What is needed>
Can you return every line of the listing below exactly as it appears, leaving out the pictures?
_ _ _ _ _ _ _
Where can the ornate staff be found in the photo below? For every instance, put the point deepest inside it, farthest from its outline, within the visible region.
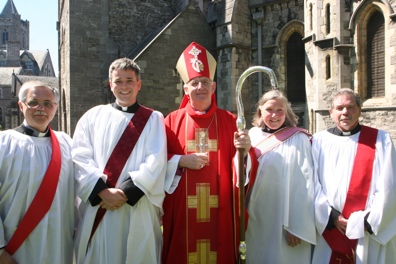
(241, 124)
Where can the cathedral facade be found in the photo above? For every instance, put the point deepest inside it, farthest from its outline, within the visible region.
(313, 47)
(18, 64)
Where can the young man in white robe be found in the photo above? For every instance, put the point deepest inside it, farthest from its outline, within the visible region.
(26, 154)
(129, 231)
(371, 228)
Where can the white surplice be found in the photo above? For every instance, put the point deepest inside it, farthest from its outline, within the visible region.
(23, 163)
(282, 199)
(130, 234)
(333, 161)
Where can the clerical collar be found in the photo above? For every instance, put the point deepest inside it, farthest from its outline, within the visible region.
(28, 130)
(269, 130)
(129, 109)
(337, 132)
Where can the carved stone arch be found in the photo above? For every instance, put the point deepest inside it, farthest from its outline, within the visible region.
(281, 44)
(358, 25)
(299, 103)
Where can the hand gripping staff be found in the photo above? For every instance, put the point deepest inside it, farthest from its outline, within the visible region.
(241, 124)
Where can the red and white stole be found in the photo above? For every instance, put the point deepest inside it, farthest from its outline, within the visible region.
(42, 201)
(270, 143)
(121, 153)
(359, 186)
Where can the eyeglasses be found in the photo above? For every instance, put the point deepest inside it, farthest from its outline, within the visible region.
(34, 104)
(204, 82)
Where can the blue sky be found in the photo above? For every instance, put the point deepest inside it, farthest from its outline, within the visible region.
(42, 16)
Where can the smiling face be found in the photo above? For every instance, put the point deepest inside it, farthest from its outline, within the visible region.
(345, 112)
(125, 86)
(200, 90)
(39, 108)
(273, 113)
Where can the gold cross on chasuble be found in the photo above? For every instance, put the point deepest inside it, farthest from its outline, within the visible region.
(203, 201)
(203, 254)
(193, 145)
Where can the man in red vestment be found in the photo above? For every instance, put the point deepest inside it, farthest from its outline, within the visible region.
(198, 221)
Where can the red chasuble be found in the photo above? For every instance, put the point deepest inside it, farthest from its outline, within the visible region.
(198, 221)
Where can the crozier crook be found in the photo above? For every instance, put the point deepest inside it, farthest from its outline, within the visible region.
(241, 124)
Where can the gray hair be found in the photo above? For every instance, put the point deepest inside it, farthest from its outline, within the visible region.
(346, 91)
(291, 118)
(31, 84)
(124, 64)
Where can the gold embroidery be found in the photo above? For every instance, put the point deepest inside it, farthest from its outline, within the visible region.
(192, 145)
(203, 254)
(203, 201)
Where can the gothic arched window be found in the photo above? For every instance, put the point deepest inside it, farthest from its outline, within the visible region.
(328, 67)
(5, 37)
(328, 19)
(295, 68)
(376, 56)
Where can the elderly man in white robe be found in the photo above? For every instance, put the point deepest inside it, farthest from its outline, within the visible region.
(355, 202)
(36, 184)
(120, 155)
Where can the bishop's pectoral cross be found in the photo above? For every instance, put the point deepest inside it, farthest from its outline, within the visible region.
(201, 143)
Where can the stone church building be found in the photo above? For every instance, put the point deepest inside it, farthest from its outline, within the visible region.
(314, 47)
(19, 64)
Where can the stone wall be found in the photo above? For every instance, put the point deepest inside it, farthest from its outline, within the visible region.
(131, 21)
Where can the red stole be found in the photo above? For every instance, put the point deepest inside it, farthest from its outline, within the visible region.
(270, 143)
(121, 153)
(359, 186)
(42, 201)
(198, 215)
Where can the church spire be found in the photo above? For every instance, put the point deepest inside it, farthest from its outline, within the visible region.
(8, 10)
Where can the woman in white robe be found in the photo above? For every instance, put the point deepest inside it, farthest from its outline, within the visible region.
(280, 202)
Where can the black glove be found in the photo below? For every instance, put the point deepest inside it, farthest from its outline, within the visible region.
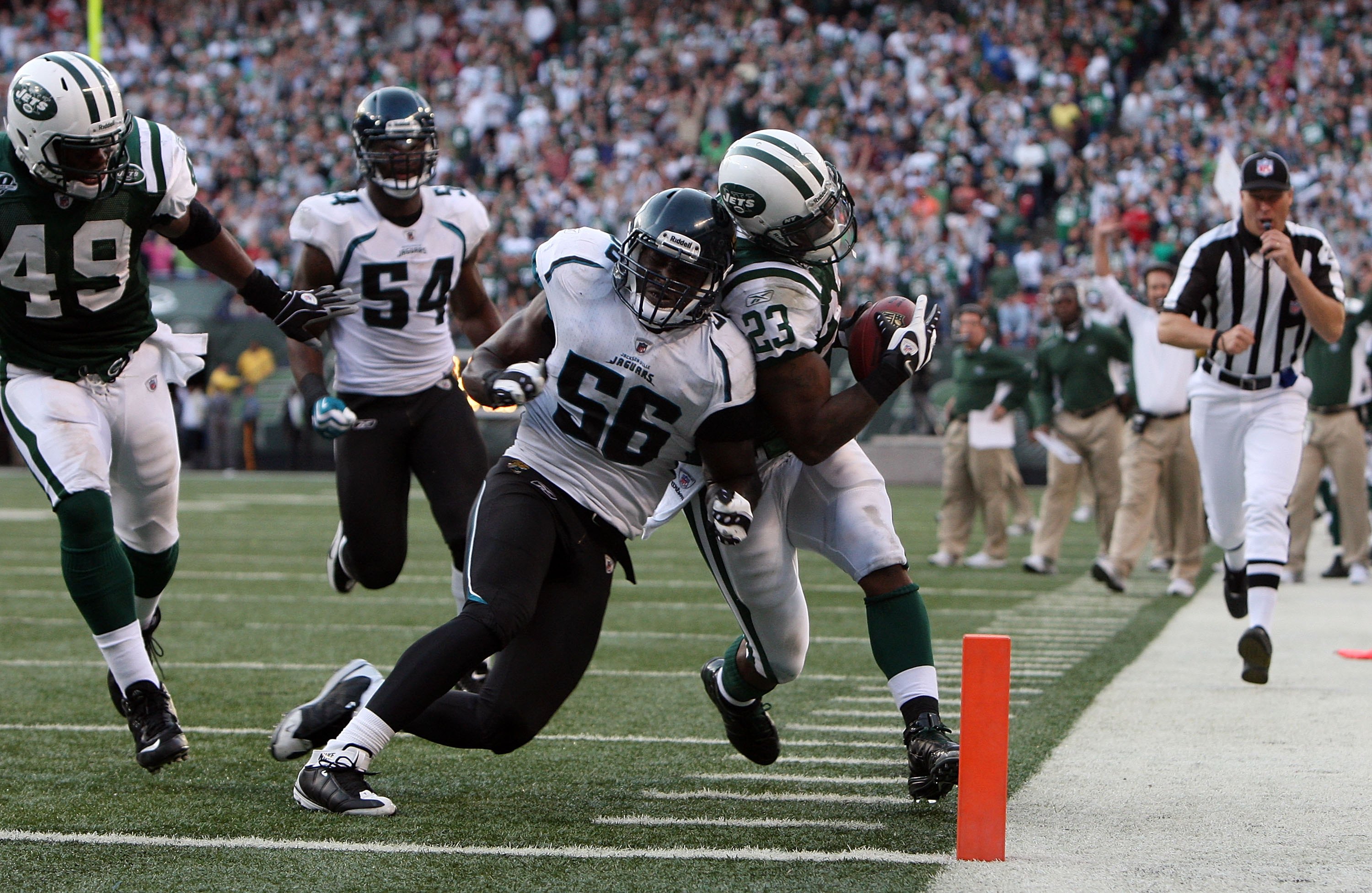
(909, 349)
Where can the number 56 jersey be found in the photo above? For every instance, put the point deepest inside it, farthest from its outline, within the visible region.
(400, 343)
(623, 405)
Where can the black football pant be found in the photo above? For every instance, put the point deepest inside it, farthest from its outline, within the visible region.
(431, 434)
(537, 583)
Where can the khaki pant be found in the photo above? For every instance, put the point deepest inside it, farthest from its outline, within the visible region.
(1021, 511)
(1098, 442)
(1335, 441)
(1160, 463)
(972, 479)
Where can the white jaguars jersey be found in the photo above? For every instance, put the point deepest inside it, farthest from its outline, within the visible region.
(400, 342)
(622, 404)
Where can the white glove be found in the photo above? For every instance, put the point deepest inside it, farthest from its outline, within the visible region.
(730, 515)
(516, 385)
(914, 343)
(331, 417)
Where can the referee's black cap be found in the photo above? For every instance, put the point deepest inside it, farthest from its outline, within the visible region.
(1265, 171)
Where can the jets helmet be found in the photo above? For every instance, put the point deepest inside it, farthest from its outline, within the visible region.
(674, 260)
(68, 125)
(396, 140)
(788, 198)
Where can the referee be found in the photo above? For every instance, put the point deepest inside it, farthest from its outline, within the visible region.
(1249, 294)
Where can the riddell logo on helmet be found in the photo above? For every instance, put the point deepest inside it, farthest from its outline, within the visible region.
(741, 201)
(33, 101)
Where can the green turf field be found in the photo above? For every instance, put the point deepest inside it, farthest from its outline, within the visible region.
(630, 788)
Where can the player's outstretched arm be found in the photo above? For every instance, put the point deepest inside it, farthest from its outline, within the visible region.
(507, 368)
(301, 315)
(471, 308)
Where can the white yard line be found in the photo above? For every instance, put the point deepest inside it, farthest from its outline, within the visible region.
(739, 823)
(747, 854)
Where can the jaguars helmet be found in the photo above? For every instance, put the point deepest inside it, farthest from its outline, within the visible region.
(788, 198)
(396, 140)
(674, 260)
(68, 125)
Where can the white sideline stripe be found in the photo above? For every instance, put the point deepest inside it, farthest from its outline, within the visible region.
(804, 780)
(740, 823)
(747, 854)
(729, 795)
(829, 760)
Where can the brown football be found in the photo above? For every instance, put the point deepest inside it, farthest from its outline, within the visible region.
(868, 339)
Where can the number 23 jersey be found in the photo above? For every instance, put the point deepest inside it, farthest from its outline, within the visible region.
(622, 404)
(400, 343)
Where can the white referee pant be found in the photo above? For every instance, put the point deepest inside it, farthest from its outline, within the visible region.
(1249, 449)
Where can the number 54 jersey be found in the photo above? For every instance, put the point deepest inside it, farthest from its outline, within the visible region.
(400, 343)
(623, 405)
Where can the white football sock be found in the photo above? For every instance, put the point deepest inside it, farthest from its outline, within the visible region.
(913, 684)
(124, 652)
(146, 608)
(365, 730)
(1263, 604)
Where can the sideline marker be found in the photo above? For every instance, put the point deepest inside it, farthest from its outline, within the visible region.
(984, 765)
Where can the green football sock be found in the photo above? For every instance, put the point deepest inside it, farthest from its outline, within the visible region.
(898, 626)
(94, 564)
(734, 684)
_ _ _ _ _ _ _
Task solution>
Where can the ornate staff be found in the photo below? For every instance, put the point deepest inside it, farthest from its outline, within the visible region.
(241, 124)
Where can the cathedral facade be found in the photo above? For every instance, put the point deepest inside it, farthest from its outline, within the visible region.
(313, 47)
(18, 64)
Where can the young man in white robe be found in the photo above? For every instance, put the point deepest inside it, farthest from its outline, within the visible region.
(26, 154)
(129, 231)
(371, 228)
Where can the white surplice be found in the photo above? For every instance, put the point deepest inside it, farthest from its outline, within the visible region.
(23, 163)
(282, 199)
(130, 234)
(333, 161)
Where can the clerical collar be found in the photo above? For every instance, put the point deepest inside it, farthest from its outline, within the visible region.
(28, 130)
(269, 130)
(129, 109)
(337, 132)
Where can the carved stone arch be found in the photo above? For every instance, put the point deepest inside it, farthest from its outline, within the visible region.
(281, 44)
(358, 25)
(299, 103)
Where can the hand gripping staff be found in the photo above? For every instance, put the point deepest inside it, farthest from its outline, within the visible region.
(241, 124)
Where can the red and white stole be found in the photo above? For every instance, put the point deepest inside it, farthest from its outline, within the visible region.
(42, 201)
(270, 143)
(121, 153)
(359, 186)
Where can the eyeglasses be found in the photo above? For every instance, put the point deepest inside it, farthest from its outline, within the visible region.
(34, 104)
(204, 82)
Where can the blue sky be found in the photo above? For every instance, put the point deepest inside it, farthest from its outline, within the visible region.
(42, 16)
Where can the smiling face be found in the photo above? For every instance, put the point deepest inside it, farthest from its outline, within the visible region.
(345, 112)
(125, 86)
(200, 90)
(39, 108)
(273, 113)
Where can the gold cross on chasuble be found in the photo above? For every instance, put the point deepest inside it, farthest from its outline, within the visible region.
(203, 201)
(203, 254)
(193, 145)
Where can the man in red vestment be found in the photo above? For every instance, put the point deepest inside it, farthest from its outline, within the visible region.
(198, 221)
Where can the red chasuble be found in the photo above? For every instance, put the point deepest inside it, farthest from its outline, within the visible region.
(198, 221)
Where can the crozier crook be found in the photo above? For every instance, put the point deepest inside it, farthest from its outline, within the visible region.
(241, 124)
Where can the gray hair be found in the photo above? For every instance, put the point deepest inside it, farthest from its outline, within the visible region.
(346, 91)
(291, 118)
(31, 84)
(124, 64)
Where can the gold embroidery be found in the photo above? For every instance, put the point deepest inside it, farthest from its outline, within the visible region.
(192, 145)
(203, 254)
(203, 201)
Where can the gothic arched window be found in the photo above? For every instance, put the point deepest inside it, farthest from its outline, within the visible region.
(328, 67)
(5, 37)
(328, 19)
(295, 68)
(376, 56)
Where can the elderly man in white robe be found in the photo above? For every instance, put the point deepest inside it, farthest from its outline, within the visible region.
(355, 202)
(36, 184)
(120, 155)
Where can the bishop's pectoral cross be found in the photo above? For every instance, put the point deepest inside it, farthest from its outline, within the visible region.
(201, 143)
Where can the stone church building be found in the photo above? For every instance, put the point deepest inside it, farthest from its outline, within the visible region.
(314, 47)
(19, 64)
Where can the stone wall be found in the photo above? For every instance, put the point deepest inside it, farthest from its outline, within the visible region.
(131, 21)
Where can the red stole be found in the photo above? For every instance, put the point deepest inside it, farthest from its outline, within the visible region.
(270, 143)
(121, 153)
(359, 186)
(42, 201)
(198, 215)
Where can the church spire be found in the photo above? For every instance, put the point deepest inside it, farthest from its outline, within the visible region.
(8, 10)
Where can the woman in white robe be found in the photo above? For every instance, put the point deepest inside it, farthest from its outline, within the visible region.
(280, 202)
Where can the black glove be found in the photo below? For every instance, put the point deepest inside it, farthest from its outline, within the visible region.
(909, 349)
Where can the number 56 jersey be found in the photo above? For every instance, put the point deepest inside it, farthest from its outline, within the visible region.
(400, 343)
(623, 405)
Where can the black football pant be found in the photo above? For every instance, put the point deepest inside it, farthest from its outline, within the visible region.
(431, 434)
(537, 583)
Where can the khaki pant be found in the photo above? For every instance, put the point deepest inside it, farthest from its outline, within the visible region.
(1021, 511)
(1098, 442)
(1335, 441)
(1160, 463)
(972, 479)
Where can the white jaguars jersey be found in the photo above? For every instance, put the point deepest inside it, farthest from its outline, within the visible region.
(400, 342)
(622, 404)
Where can the white glove be found in the photo above? For every instance, put the point deepest inside it, farthest from its outline, within the visible region.
(730, 515)
(516, 385)
(914, 343)
(331, 417)
Where can the referee's black cap be found in the photo above? For every instance, put the point deepest inside it, farthest from its outline, within the visible region.
(1265, 171)
Where can the jets helmet be found in the photo above? For every instance, put the point deepest inside it, farthest from its outline, within the visible region.
(674, 260)
(68, 125)
(396, 140)
(788, 198)
Where can the referee be found in the photo above? For every instance, put the point deepest inside it, farthest from its outline, within the visible region.
(1249, 294)
Where can the riddell logo on helmet be found in the photo above? For every instance, put the point deepest inside it, farthest from its outline, within the visible region.
(741, 201)
(33, 101)
Where can the green turf field be found in the photo above? For every instance, put the point deepest inside it, farthest from its outline, within the visible region.
(630, 788)
Where can the player's outstretched arm be found in the photo above? For every instance, put the point deepest inside it, farthest from its outline, within the visible region.
(507, 368)
(301, 315)
(471, 308)
Where can the white yard line be found in the photo above? For every instance, put the point deepest inside it, farthest from its outline, within the visible region.
(739, 823)
(747, 854)
Where can the jaguars helmet be found in the photo above? For every instance, put the point deepest inside it, farthest from its outline, within the visible region.
(788, 198)
(396, 140)
(674, 260)
(68, 125)
Where can the white sideline stripe be found in the photo above? For every instance, put the point deepest inside it, farthest from its outline, within the visible region.
(804, 780)
(740, 823)
(747, 854)
(729, 795)
(829, 760)
Where can the brown football be found in the photo above? For every instance, put the point deepest inside it, farthest from its outline, within the visible region.
(868, 339)
Where can the number 23 jersey be found in the photo above? For every instance, put the point deepest inside it, farthest from its outline, within the visible region.
(622, 404)
(400, 343)
Where can the white referee pant be found in the photo above? For every instance, put the point deepest inside it, farthest from its outline, within the visible region.
(1249, 449)
Where can the number 54 jersey be found in the photo above? For every instance, put the point deepest inside it, farthest from its outline, within the visible region.
(400, 343)
(623, 405)
Where can the white football sock be found in the photo above? For every instance, put the point deepest inside it, farthest from its outline, within the visible region.
(913, 684)
(124, 652)
(146, 608)
(365, 730)
(1263, 604)
Where can the sideline marker be found in the photo above? For every instance, put the point deepest inside it, farthest from its outline, within the visible region.
(984, 765)
Where can the green football sock be found in the photo above? For every instance, put the point deepest inside it, farthest from its outline, within the visible region.
(898, 626)
(94, 564)
(734, 684)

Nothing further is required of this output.